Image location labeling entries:
* * * * *
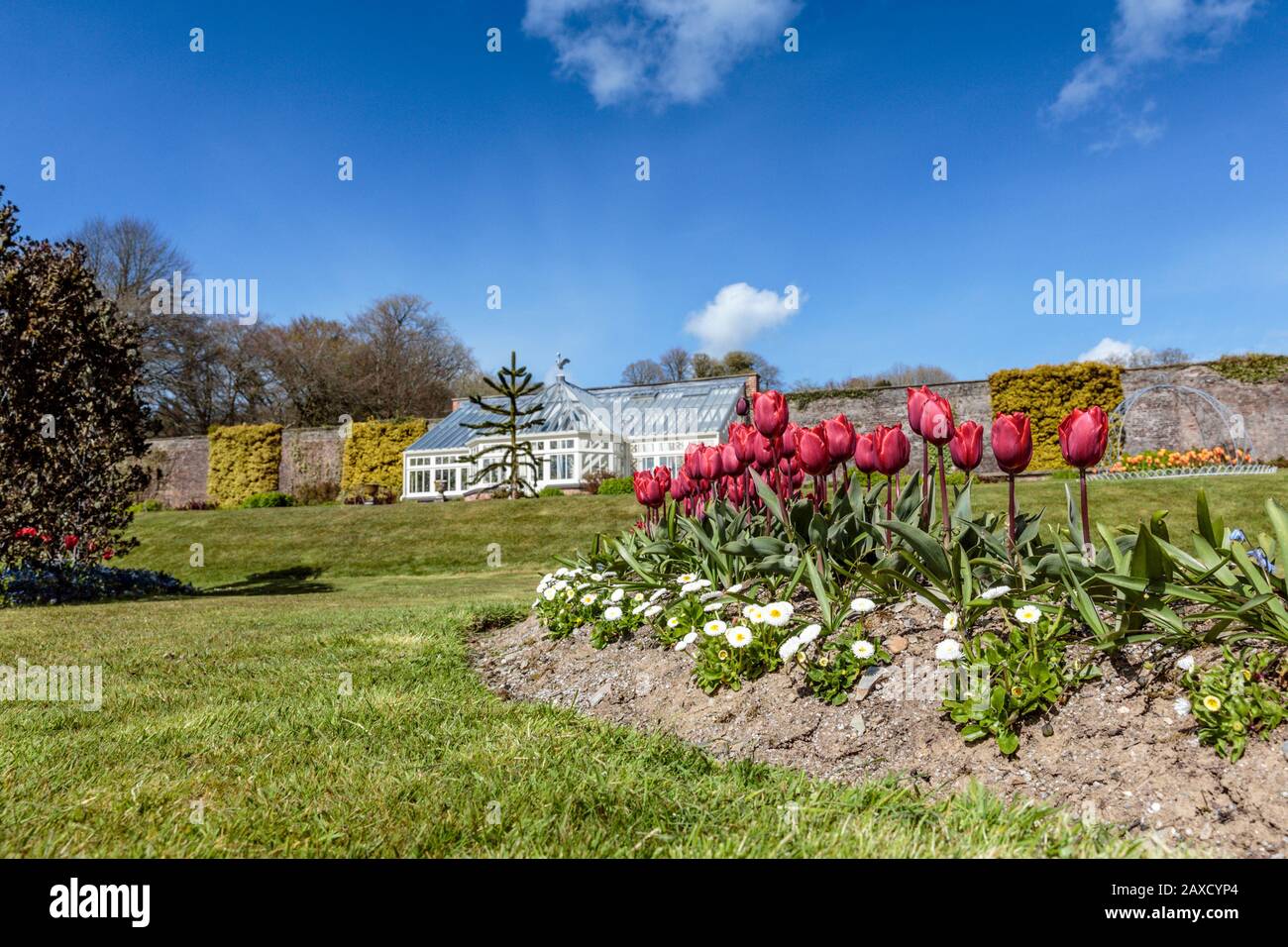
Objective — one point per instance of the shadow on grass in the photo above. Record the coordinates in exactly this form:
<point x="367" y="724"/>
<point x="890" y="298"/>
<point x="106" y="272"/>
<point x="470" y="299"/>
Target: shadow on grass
* * * * *
**WORK TO BE COMPLETED**
Please transcribe the text of every entry above word for word, leaving out the pictures.

**WRITTEN SOLUTION**
Objective — one point per instance of the shadow on grass in the photo above. Record the coordinates in exactly this form:
<point x="367" y="724"/>
<point x="890" y="298"/>
<point x="106" y="272"/>
<point x="470" y="299"/>
Target: shadow on grass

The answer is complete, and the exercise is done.